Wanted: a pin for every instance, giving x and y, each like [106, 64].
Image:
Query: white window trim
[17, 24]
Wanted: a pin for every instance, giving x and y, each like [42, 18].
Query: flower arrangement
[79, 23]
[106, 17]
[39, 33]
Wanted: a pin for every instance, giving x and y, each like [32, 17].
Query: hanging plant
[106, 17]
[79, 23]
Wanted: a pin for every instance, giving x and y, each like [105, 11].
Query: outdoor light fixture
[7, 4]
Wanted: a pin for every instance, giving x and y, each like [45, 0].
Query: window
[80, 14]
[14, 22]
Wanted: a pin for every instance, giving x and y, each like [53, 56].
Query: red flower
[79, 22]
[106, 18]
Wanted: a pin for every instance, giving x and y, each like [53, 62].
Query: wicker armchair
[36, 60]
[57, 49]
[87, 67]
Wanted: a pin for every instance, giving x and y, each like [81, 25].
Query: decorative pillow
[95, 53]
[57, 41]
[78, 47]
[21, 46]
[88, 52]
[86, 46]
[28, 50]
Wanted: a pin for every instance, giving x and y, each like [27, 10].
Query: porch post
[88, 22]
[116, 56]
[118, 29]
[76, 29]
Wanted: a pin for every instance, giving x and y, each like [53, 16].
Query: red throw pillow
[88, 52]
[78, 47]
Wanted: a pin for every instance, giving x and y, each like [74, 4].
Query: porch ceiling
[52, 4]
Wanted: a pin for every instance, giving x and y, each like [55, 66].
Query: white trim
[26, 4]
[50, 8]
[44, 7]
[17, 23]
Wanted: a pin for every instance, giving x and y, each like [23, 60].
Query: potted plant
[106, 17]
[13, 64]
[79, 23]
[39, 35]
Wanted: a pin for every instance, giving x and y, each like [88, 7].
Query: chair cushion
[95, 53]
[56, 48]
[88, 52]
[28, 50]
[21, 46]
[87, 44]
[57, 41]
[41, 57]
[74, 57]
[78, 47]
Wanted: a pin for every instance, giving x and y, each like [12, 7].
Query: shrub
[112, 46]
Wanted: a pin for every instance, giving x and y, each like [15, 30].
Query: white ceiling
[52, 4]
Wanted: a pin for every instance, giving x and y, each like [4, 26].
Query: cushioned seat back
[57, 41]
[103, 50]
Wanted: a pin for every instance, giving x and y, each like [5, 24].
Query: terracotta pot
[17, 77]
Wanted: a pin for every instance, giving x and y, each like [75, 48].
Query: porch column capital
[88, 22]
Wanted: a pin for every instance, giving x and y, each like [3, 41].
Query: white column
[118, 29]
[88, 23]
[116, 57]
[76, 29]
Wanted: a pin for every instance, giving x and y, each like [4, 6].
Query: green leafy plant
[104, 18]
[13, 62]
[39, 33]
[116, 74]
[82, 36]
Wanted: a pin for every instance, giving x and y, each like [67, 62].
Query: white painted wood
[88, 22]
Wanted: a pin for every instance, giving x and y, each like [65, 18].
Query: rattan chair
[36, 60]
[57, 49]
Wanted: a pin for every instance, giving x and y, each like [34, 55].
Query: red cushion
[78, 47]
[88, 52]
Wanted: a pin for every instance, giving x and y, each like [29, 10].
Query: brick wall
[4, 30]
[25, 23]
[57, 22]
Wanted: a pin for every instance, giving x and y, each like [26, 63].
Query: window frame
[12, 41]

#####

> What is being asked:
Would you please give all of the entries above once more, exactly as they are?

> Task answer:
Wanted: a pin for every instance, giving x and y, each like [106, 64].
Image:
Query: white window trim
[17, 24]
Wanted: a pin for every instance, giving x and y, each like [42, 18].
Query: flower arrangement
[79, 23]
[106, 17]
[39, 33]
Wanted: a pin for every instance, giving x and y, each like [32, 17].
Query: hanging plant
[106, 17]
[79, 23]
Wanted: a pin for every instance, giving x and y, each like [105, 11].
Query: outdoor light fixture
[7, 4]
Wanted: a pin for every instance, giving x and y, each like [45, 0].
Query: window
[80, 14]
[14, 22]
Wanted: a pin for every instance, giving x and y, each like [53, 56].
Query: red flower
[79, 22]
[106, 18]
Wanted: a pin for every instance, giving x and y, each like [53, 62].
Query: wicker armchair
[36, 60]
[57, 49]
[87, 67]
Wanted: a pin for every instance, giving x and y, each like [81, 25].
Query: decorative pillow
[95, 53]
[57, 41]
[78, 47]
[21, 46]
[88, 52]
[86, 46]
[28, 50]
Wanted: a pin for every instance, giving x and y, each like [27, 10].
Query: porch post
[88, 22]
[116, 56]
[118, 29]
[76, 29]
Wanted: a pin for every instance, giving x and y, each like [53, 16].
Query: red throw pillow
[88, 52]
[78, 47]
Wanted: a pin for every instance, giving x and y, each like [74, 4].
Query: porch ceiling
[52, 4]
Wanted: a pin for every instance, giving x and y, each like [55, 66].
Query: white trim
[26, 4]
[50, 8]
[44, 7]
[17, 23]
Wanted: a pin for every instance, giving x and y, each like [23, 60].
Query: potted plant
[106, 17]
[13, 64]
[79, 23]
[39, 35]
Wanted: a pin for every instance, giving x and y, each like [88, 7].
Query: chair cushion
[95, 53]
[56, 48]
[88, 52]
[28, 50]
[21, 46]
[87, 44]
[57, 41]
[41, 57]
[74, 57]
[78, 47]
Wanted: a pin for every instance, giving x and y, each like [12, 7].
Query: shrub
[112, 46]
Wanted: a pin for every instance, giving x and y, each like [15, 30].
Query: white ceiling
[52, 4]
Wanted: a pin for every instance, giving x and y, each like [4, 26].
Query: cushioned seat back
[57, 41]
[103, 50]
Wanted: a pin for every instance, giving x and y, each like [5, 24].
Query: terracotta pot
[17, 77]
Wanted: a pin for every instance, giving x and y, each like [75, 48].
Query: porch column capital
[88, 22]
Wanted: a pin for every instance, giving x and y, each like [3, 41].
Query: white column
[118, 29]
[88, 23]
[116, 57]
[76, 29]
Wanted: a pin for every instance, giving x and y, each like [4, 6].
Query: green leafy plant
[104, 18]
[13, 62]
[39, 33]
[116, 74]
[82, 36]
Wanted: a pin for every instance, giving x and y, each like [67, 62].
Query: white painted wood
[88, 22]
Wanted: a pin for every instance, giving x and y, each like [65, 18].
Query: rattan chair
[36, 60]
[57, 49]
Wanted: a pin for every instance, giving x and y, each like [34, 55].
Query: red cushion
[78, 47]
[88, 52]
Wanted: a pin for every instance, giving x and y, each like [29, 10].
Query: brick wall
[4, 30]
[25, 23]
[57, 22]
Wanted: a pin for every instance, giving x and y, each like [26, 63].
Query: window frame
[12, 41]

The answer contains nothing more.